(Work item) Every entry must be set down exactly in the answer; no pictures should appear.

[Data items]
= Beginning of Section =
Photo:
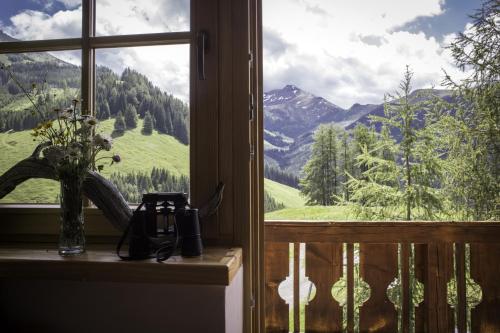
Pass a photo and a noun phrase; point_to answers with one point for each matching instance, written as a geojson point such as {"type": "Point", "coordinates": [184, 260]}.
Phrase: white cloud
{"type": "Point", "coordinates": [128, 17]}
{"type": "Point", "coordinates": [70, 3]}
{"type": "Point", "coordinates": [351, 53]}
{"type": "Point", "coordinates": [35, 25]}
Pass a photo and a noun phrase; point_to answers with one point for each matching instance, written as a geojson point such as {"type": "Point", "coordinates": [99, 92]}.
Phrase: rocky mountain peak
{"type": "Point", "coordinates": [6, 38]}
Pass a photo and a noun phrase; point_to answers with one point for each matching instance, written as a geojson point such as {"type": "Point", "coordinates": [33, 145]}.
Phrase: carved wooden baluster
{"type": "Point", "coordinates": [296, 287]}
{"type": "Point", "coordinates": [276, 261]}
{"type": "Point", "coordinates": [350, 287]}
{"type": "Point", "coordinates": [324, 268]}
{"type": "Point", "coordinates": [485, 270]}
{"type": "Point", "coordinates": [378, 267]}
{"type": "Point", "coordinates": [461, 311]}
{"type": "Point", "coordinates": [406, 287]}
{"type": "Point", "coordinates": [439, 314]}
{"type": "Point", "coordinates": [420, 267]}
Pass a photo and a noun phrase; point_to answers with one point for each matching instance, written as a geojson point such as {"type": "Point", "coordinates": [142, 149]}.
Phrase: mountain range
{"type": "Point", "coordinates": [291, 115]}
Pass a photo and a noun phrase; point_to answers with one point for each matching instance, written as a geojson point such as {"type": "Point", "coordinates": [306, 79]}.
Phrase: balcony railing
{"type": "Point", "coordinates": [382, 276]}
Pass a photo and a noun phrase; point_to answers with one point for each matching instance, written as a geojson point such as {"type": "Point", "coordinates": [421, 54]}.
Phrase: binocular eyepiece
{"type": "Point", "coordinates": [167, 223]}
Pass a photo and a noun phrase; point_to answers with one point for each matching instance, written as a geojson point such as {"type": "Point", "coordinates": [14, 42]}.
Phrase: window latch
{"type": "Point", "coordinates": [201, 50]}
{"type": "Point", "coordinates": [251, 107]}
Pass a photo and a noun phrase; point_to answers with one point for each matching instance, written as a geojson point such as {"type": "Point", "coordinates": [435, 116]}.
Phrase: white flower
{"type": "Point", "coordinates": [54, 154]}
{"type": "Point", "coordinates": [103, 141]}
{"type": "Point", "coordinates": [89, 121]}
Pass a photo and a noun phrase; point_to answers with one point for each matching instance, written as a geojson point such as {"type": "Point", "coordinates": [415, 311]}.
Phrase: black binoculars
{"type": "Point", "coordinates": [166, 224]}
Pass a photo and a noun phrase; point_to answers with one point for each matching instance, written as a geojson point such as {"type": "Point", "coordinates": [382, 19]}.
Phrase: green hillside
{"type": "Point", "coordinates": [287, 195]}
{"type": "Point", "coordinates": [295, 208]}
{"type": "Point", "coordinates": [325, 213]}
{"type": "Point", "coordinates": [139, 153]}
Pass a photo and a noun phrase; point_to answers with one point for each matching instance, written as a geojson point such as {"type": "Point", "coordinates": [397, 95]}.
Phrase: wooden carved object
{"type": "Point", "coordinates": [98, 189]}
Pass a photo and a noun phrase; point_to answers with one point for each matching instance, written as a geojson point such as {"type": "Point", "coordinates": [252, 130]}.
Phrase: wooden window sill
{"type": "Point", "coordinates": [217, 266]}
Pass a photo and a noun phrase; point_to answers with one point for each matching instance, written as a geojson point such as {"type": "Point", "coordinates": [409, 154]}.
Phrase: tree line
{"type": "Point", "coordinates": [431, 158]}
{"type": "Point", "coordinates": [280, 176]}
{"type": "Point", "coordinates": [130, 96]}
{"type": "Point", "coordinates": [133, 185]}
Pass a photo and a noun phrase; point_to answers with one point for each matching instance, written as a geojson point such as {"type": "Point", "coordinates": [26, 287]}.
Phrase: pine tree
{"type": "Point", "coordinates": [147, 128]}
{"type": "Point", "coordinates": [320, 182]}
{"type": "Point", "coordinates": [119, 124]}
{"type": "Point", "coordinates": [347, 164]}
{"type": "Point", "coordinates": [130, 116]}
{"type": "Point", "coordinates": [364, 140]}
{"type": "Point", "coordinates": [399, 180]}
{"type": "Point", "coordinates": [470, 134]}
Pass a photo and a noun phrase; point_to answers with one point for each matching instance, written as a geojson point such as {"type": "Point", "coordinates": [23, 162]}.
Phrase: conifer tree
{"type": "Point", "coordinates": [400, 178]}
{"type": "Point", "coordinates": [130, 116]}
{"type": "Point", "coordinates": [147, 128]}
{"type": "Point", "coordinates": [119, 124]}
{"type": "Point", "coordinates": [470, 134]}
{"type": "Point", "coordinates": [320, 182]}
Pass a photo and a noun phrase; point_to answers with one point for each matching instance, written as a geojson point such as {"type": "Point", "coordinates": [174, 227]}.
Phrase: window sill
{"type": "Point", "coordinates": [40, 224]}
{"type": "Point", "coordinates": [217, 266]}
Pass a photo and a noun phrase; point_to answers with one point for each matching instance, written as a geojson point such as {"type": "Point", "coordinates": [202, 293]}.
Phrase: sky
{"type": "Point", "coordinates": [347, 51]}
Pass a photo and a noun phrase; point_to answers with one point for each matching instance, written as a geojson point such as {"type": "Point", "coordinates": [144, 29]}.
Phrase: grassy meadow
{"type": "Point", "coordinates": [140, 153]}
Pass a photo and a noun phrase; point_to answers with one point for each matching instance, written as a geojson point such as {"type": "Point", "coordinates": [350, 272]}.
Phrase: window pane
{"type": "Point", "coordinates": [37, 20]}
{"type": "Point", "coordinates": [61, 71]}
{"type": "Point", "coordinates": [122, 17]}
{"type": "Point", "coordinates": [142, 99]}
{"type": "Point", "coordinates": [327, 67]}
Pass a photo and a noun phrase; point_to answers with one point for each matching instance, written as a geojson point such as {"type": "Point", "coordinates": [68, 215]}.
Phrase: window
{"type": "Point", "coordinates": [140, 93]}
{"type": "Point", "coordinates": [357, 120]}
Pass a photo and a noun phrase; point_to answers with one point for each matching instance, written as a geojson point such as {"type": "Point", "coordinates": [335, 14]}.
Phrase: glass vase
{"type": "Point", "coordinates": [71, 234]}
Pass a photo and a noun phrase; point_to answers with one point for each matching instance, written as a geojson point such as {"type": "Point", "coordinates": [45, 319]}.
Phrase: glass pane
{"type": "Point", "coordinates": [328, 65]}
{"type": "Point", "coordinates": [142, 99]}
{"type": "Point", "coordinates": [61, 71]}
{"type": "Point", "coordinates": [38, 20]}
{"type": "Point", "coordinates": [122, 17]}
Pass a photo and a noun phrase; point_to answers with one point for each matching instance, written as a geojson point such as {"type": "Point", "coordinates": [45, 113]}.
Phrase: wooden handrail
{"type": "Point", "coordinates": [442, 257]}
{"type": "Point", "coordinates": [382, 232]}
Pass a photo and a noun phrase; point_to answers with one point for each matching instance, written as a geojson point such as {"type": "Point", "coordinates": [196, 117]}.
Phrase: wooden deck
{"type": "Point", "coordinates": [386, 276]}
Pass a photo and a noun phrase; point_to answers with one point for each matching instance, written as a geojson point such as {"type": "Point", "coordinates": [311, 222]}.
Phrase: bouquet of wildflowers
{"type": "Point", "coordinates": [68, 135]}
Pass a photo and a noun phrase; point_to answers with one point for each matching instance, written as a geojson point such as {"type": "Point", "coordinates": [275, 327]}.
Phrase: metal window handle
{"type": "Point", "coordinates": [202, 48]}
= End of Section =
(Response)
Photo:
Pass a photo and a noun phrase; point_to answers with one point for each matching instance, written as a geojson point such as {"type": "Point", "coordinates": [184, 260]}.
Phrase: white cloud
{"type": "Point", "coordinates": [128, 17]}
{"type": "Point", "coordinates": [70, 3]}
{"type": "Point", "coordinates": [351, 53]}
{"type": "Point", "coordinates": [35, 25]}
Pass a photo and a noun phrase; point_to answers with one point for each matching instance, written as a geojson point such as {"type": "Point", "coordinates": [99, 92]}.
Phrase: rocky mountain peak
{"type": "Point", "coordinates": [6, 38]}
Pass a photo and a noun phrase; point_to answers with one point for each matching instance, written as a geojson point such as {"type": "Point", "coordinates": [33, 145]}.
Phrase: carved wooden baluster
{"type": "Point", "coordinates": [296, 287]}
{"type": "Point", "coordinates": [276, 261]}
{"type": "Point", "coordinates": [350, 287]}
{"type": "Point", "coordinates": [324, 268]}
{"type": "Point", "coordinates": [485, 270]}
{"type": "Point", "coordinates": [378, 267]}
{"type": "Point", "coordinates": [461, 311]}
{"type": "Point", "coordinates": [406, 287]}
{"type": "Point", "coordinates": [439, 314]}
{"type": "Point", "coordinates": [420, 267]}
Pass a photo and a noun phrase; point_to answers with one point for each matching instance, written as a geojson point such as {"type": "Point", "coordinates": [142, 149]}.
Phrase: mountain range
{"type": "Point", "coordinates": [291, 115]}
Pass a photo and a noun phrase; point_to answers with one point for each matching instance, written as a geojson point such as {"type": "Point", "coordinates": [306, 79]}.
Phrase: balcony railing
{"type": "Point", "coordinates": [382, 276]}
Pass a photo and a noun phrase; point_to answers with one point for each matching instance, written as a geojson point such as {"type": "Point", "coordinates": [421, 54]}.
Phrase: binocular eyepiece
{"type": "Point", "coordinates": [167, 223]}
Pass a photo and a noun phrase; point_to answers with one point for each matching instance, written as a geojson point such as {"type": "Point", "coordinates": [14, 42]}.
Phrase: window latch
{"type": "Point", "coordinates": [201, 50]}
{"type": "Point", "coordinates": [251, 107]}
Pass a photo and a noun phrase; point_to answers with one point for each matching instance, written as a geojson point such as {"type": "Point", "coordinates": [435, 116]}.
Phrase: white flower
{"type": "Point", "coordinates": [54, 154]}
{"type": "Point", "coordinates": [103, 141]}
{"type": "Point", "coordinates": [89, 121]}
Pass a photo and a noun phrase; point_to answers with one point for each matching instance, written as a geojson point such as {"type": "Point", "coordinates": [415, 311]}.
Phrase: black binoculars
{"type": "Point", "coordinates": [166, 224]}
Pass a photo and a noun phrase; point_to answers with one point for each matching instance, written as a geojson point such as {"type": "Point", "coordinates": [382, 19]}.
Phrase: green hillside
{"type": "Point", "coordinates": [287, 195]}
{"type": "Point", "coordinates": [295, 208]}
{"type": "Point", "coordinates": [325, 213]}
{"type": "Point", "coordinates": [139, 153]}
Pass a photo and a noun phrase; point_to answers with one point for each matching instance, written as a geojson point such as {"type": "Point", "coordinates": [397, 95]}.
Phrase: wooden carved object
{"type": "Point", "coordinates": [98, 189]}
Pass a photo and a noun phrase; point_to answers with one point for each matching instance, written as a geojson point such as {"type": "Point", "coordinates": [252, 130]}.
Phrase: wooden window sill
{"type": "Point", "coordinates": [217, 266]}
Pass a photo and a noun phrase; point_to answers with one point for each matching instance, written as a geojson point such as {"type": "Point", "coordinates": [409, 154]}.
Phrase: tree line
{"type": "Point", "coordinates": [431, 158]}
{"type": "Point", "coordinates": [280, 176]}
{"type": "Point", "coordinates": [130, 96]}
{"type": "Point", "coordinates": [133, 185]}
Pass a photo and a noun phrase; point_to answers with one point for each matching instance, written as a geojson point such as {"type": "Point", "coordinates": [26, 287]}.
Phrase: pine tree
{"type": "Point", "coordinates": [147, 128]}
{"type": "Point", "coordinates": [320, 182]}
{"type": "Point", "coordinates": [119, 124]}
{"type": "Point", "coordinates": [347, 164]}
{"type": "Point", "coordinates": [130, 116]}
{"type": "Point", "coordinates": [364, 140]}
{"type": "Point", "coordinates": [399, 180]}
{"type": "Point", "coordinates": [470, 134]}
Pass a photo and a noun phrase; point_to answers with one point for each matching instance, written as a geojson point such as {"type": "Point", "coordinates": [23, 162]}.
Phrase: conifer tree
{"type": "Point", "coordinates": [400, 178]}
{"type": "Point", "coordinates": [130, 116]}
{"type": "Point", "coordinates": [147, 128]}
{"type": "Point", "coordinates": [119, 124]}
{"type": "Point", "coordinates": [470, 134]}
{"type": "Point", "coordinates": [320, 182]}
Pass a photo and a noun phrase; point_to answers with one point for each matching instance, written as a geojson point such as {"type": "Point", "coordinates": [174, 227]}.
Phrase: window sill
{"type": "Point", "coordinates": [40, 224]}
{"type": "Point", "coordinates": [217, 266]}
Pass a photo and a noun phrase; point_to answers with one point for each matching instance, written as a geojson point such as {"type": "Point", "coordinates": [202, 293]}.
Phrase: sky
{"type": "Point", "coordinates": [347, 51]}
Pass a photo and a noun phrase; point_to answers with one point for each matching instance, written as a geojson point such as {"type": "Point", "coordinates": [144, 29]}.
Phrase: grassy meadow
{"type": "Point", "coordinates": [140, 153]}
Pass a photo and a noun phrase; point_to answers with one point for each matching instance, written as a geojson point such as {"type": "Point", "coordinates": [350, 272]}.
Phrase: window pane
{"type": "Point", "coordinates": [37, 20]}
{"type": "Point", "coordinates": [61, 71]}
{"type": "Point", "coordinates": [122, 17]}
{"type": "Point", "coordinates": [142, 99]}
{"type": "Point", "coordinates": [327, 67]}
Pass a photo and a noun phrase; point_to answers with one point for each matching instance, written as a geojson point such as {"type": "Point", "coordinates": [68, 215]}.
Phrase: window
{"type": "Point", "coordinates": [140, 93]}
{"type": "Point", "coordinates": [357, 120]}
Pass a photo and a noun phrase; point_to answers with one point for each matching instance, written as a geojson point such as {"type": "Point", "coordinates": [335, 14]}.
Phrase: glass vase
{"type": "Point", "coordinates": [71, 234]}
Pass a photo and a noun phrase; point_to answers with one point for each matching instance, written as a geojson point such as {"type": "Point", "coordinates": [45, 319]}.
Phrase: glass pane
{"type": "Point", "coordinates": [328, 65]}
{"type": "Point", "coordinates": [142, 99]}
{"type": "Point", "coordinates": [61, 71]}
{"type": "Point", "coordinates": [38, 20]}
{"type": "Point", "coordinates": [122, 17]}
Pass a photo and a noun phrase; point_to answers with one point for each matching instance, written as a geojson point such as {"type": "Point", "coordinates": [45, 113]}.
Phrase: wooden handrail
{"type": "Point", "coordinates": [442, 257]}
{"type": "Point", "coordinates": [382, 232]}
Pass a photo and a noun phrase; point_to answers with one point for each matching instance, written as a geojson point such as {"type": "Point", "coordinates": [196, 117]}.
Phrase: wooden deck
{"type": "Point", "coordinates": [386, 276]}
Pass a photo and a noun phrase; point_to answers with one point for each matching instance, written as a geojson point such as {"type": "Point", "coordinates": [311, 222]}.
Phrase: bouquet of wildflowers
{"type": "Point", "coordinates": [68, 135]}
Pass a photo and a noun phrase; point_to answers with one point for each matching instance, written as a geojson point such as {"type": "Point", "coordinates": [275, 327]}.
Phrase: metal window handle
{"type": "Point", "coordinates": [202, 48]}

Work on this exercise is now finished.